● Text segment:

_____

TTS Frontend for Arabic

First, I'll go through the differences between conventional and end-to-end TTS systems.

A conventional TTS system has

A front-end-text-analyzer. Analyzes text and converts it to features.
A backend speech synthesizer. Converts features to audio.

The front end consists of

Text normalizers. They tokenize phrases, and convert numbers to words.
A text-to-phoneme converter. It transforms normalized text to phonemes. Phonemes are symbolic representations of how the text is pronounced.

For an end to end speech synthesis system, the front end is limited to only text normalization, diacritisation, and phonetization.

Text normalization

Text normalization is the first stage of processing done on the inputted text. Its job is to convert numbers, abbreviations and currency symbols to regular words.

Diacritisation

The second stage of speech synthesis for the Arabic language is diacritisation. The Arabic language has twenty-eight consonants, three short vowels, and three long vowels. Long vowels are phonetically similar to short vowels except that they have a longer duration. Short vowels are generally not considered within the word structure in Arabic orthography. Arabic text could be diacritised or undiacritised. Undiacritised text includes only consonants and long vowels. Diacritised text includes consonants, long vowels, short vowels, and double consonants. The figure below shows the difference in orthography between diacritised text and undiacritised text.

_____

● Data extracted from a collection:
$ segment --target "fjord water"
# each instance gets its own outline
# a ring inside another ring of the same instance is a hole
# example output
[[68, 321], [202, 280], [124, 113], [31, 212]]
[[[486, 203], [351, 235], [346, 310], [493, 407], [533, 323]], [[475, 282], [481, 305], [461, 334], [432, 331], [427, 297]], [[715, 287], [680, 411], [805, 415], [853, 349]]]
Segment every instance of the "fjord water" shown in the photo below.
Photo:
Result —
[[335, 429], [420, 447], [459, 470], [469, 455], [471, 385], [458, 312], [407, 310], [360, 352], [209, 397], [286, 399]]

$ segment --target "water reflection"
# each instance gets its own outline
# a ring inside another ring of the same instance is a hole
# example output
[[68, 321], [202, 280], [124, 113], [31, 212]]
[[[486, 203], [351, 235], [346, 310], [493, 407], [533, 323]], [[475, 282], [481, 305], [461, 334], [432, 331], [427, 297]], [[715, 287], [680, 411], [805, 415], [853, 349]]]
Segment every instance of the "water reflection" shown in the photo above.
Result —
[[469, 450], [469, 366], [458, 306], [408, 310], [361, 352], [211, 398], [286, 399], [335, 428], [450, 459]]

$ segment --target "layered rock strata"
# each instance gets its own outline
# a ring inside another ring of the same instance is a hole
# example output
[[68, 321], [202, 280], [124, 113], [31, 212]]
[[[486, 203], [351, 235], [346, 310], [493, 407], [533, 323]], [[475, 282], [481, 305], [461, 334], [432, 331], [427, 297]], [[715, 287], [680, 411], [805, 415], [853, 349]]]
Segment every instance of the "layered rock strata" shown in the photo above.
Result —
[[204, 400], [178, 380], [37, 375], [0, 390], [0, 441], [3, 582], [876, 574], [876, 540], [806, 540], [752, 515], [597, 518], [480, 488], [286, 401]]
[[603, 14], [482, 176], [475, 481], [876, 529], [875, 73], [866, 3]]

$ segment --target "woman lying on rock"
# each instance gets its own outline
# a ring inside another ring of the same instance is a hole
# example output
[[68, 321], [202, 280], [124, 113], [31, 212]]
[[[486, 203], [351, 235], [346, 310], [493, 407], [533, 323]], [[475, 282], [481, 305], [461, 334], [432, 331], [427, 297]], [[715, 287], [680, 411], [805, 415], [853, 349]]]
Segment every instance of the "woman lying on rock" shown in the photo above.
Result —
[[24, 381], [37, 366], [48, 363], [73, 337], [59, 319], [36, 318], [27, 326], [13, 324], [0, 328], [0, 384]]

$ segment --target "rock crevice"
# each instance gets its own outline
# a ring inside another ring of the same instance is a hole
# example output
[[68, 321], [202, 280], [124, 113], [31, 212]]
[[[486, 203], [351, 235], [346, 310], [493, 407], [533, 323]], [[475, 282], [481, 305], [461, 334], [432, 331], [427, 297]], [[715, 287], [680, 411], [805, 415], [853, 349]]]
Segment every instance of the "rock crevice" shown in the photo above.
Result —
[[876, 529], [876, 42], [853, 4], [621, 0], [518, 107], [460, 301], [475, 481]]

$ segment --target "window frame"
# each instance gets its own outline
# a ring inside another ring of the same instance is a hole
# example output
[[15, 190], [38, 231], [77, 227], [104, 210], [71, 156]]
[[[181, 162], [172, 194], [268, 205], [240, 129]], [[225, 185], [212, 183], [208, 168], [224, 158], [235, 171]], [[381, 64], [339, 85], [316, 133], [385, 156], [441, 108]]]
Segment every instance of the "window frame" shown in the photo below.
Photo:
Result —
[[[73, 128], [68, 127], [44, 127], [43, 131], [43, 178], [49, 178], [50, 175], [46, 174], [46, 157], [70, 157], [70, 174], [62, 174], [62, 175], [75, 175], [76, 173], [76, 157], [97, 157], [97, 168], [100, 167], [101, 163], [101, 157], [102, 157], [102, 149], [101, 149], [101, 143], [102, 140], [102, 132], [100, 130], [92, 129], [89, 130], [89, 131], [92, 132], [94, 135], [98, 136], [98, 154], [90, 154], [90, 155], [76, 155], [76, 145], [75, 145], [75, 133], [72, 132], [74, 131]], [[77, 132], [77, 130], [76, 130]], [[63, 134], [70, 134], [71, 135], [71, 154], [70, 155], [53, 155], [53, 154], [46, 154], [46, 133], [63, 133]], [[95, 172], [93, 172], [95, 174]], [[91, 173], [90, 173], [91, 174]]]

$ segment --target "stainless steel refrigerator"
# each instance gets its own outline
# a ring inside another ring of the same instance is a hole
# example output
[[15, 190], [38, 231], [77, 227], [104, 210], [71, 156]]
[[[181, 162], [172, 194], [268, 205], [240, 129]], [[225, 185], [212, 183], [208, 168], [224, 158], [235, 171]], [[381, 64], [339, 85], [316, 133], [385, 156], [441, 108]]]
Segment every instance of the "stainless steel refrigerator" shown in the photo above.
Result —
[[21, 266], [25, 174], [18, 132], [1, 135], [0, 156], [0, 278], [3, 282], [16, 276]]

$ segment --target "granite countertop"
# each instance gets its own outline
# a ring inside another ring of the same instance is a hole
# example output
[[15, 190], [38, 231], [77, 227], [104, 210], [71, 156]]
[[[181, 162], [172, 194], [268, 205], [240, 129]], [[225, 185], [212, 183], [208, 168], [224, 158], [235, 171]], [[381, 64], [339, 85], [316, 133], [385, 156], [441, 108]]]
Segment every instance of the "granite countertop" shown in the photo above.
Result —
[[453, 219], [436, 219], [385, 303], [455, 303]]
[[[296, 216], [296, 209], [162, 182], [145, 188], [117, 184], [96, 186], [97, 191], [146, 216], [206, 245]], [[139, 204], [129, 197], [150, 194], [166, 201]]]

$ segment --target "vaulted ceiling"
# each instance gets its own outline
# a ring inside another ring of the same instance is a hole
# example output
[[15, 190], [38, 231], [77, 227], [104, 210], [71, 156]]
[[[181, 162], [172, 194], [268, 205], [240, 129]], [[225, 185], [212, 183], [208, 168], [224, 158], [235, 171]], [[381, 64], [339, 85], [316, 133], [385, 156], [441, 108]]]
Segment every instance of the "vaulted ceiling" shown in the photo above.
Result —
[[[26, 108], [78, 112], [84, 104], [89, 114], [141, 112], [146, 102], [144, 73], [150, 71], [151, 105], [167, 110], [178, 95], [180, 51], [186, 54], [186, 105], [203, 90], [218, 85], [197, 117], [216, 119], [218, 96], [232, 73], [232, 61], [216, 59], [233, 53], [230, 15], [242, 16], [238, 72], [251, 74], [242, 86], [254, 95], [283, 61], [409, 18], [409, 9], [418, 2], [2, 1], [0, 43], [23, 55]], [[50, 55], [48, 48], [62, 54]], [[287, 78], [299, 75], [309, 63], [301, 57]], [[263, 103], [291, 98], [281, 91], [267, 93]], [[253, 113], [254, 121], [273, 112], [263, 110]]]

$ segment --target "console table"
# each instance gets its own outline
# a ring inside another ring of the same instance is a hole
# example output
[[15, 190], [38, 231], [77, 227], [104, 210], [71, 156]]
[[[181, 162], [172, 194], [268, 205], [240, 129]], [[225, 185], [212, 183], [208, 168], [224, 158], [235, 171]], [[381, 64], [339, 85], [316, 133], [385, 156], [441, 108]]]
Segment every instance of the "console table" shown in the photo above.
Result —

_____

● Written tasks:
**a.** Reproduce word for word the passage of the Arabic TTS front-end text starting at "First, I'll go" and ending at "numbers to words.".
**b.** Pick up the text on the Arabic TTS front end after its final sentence and carry it forward.

● Answers provided:
**a.**
First, I'll go through the differences between conventional and end-to-end TTS systems.

A conventional TTS system has

A front-end-text-analyzer. Analyzes text and converts it to features.
A backend speech synthesizer. Converts features to audio.

The front end consists of

Text normalizers. They tokenize phrases, and convert numbers to words.

**b.**
Most of the mainstream Arabic text is written without diacritics since readers usually pronounce words correctly as they could assume the appropriate diacritics based on grammar, gender, context, etc. Diacritics are crucial for appropriate pronunciation of a word. Diacriticised Arabic orthography is close to phonemic representation. As mentioned before, diacritics are dependent on grammar, gender, context, and other factors. For a speech synthesizer to work appropriately diacritics are needed so that it could know how to pronounce words and here comes the role of the diacritiser.

Picked Diacritiser

I excluded Harakat, Madamira, Farasa, and Camel Parser. They were either not open source or hard to integrate with. Mishkal and Shakkala were popular and open-source. Mishkal is rule-based. Shakkala is statistically based. The later was regarded as a better option by the open source community.

Phonetisation

Phonetization is the process of converting graphemes into phonemes which are direct representatives of audio sounds. In non-phonetic languages like English, orthography characters do not always map directly to phonemes. For example, the word "awesome" is converted to {AO1 S AH0 M}. Therefore, to have a phonetic representation for a word like "awesome" in English, phonetization is done manually. Also, the English language contains heteronyms, which are words with the same letters but are pronounced differently based on context. For example, the word "desert" have different pronunciations based on the context.

This is not the case in the Arabic language which is highly phonetic. For diacritised Arabic, a rule-based system could be used for phonetization. The best available graphemes-to-phonemes converter is Arabic Phonetiser. Arabic Pronounce is a wrapper for "Arabic Phonetiser" that allows it to be used as a service.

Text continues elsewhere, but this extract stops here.